When you reach the line that contains "[indicate] the brown facial" in the data below, start reproducing lines exactly, and stop after the line that contains "[indicate] the gray".

(Beginning of Recorded information)

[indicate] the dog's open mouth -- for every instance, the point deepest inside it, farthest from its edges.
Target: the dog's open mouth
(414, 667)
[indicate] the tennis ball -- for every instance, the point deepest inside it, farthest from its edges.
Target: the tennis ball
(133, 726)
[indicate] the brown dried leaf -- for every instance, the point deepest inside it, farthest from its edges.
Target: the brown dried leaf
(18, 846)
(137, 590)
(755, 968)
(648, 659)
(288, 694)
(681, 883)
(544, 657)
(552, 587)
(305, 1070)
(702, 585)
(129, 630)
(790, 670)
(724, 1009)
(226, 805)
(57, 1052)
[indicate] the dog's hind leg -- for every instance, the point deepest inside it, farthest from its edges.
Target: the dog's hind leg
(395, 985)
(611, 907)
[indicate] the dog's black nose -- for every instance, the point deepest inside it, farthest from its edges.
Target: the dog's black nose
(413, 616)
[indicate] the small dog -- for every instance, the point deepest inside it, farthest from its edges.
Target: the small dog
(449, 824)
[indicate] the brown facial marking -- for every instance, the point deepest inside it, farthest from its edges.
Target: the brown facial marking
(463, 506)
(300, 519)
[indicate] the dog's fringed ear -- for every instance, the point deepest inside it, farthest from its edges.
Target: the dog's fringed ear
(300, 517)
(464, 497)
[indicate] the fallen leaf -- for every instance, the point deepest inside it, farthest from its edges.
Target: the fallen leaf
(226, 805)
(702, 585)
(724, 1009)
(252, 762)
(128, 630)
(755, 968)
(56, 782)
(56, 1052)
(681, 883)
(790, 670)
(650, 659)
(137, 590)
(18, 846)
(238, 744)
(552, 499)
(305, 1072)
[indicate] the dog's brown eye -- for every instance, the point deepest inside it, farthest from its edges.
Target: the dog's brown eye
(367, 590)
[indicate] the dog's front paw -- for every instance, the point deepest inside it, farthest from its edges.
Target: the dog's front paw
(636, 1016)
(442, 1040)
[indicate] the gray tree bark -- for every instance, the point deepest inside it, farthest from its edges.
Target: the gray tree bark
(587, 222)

(End of Recorded information)

Expected output
[indicate] the brown facial marking -- for every instance, the point deepest inside it, farthest from its edges.
Target: the brown facial marking
(463, 506)
(300, 519)
[indicate] the dog's fringed ear -- for every instance, the point deepest inside it, farthest from its edges.
Target: the dog's fringed ear
(300, 517)
(464, 497)
[indicate] the fallen leaf -- for every instance, the point deepest inside it, farthest from its edges.
Target: the fallen leaf
(226, 805)
(702, 585)
(724, 1009)
(252, 762)
(128, 630)
(755, 968)
(56, 782)
(56, 1052)
(681, 883)
(790, 670)
(650, 659)
(137, 590)
(18, 846)
(238, 744)
(552, 499)
(305, 1072)
[indicate] the dog's brown eye -- for every instance, the point deepest inside it, farthest from its edges.
Target: the dog's brown eye
(367, 590)
[indicate] the dog's front paw -- for every instance, the point deepest inside it, farthest from its edges.
Target: the dog's front paw
(636, 1016)
(442, 1040)
[indicate] the gray tree bark -- for every instance, the point deepest inside it, farthest from its edges.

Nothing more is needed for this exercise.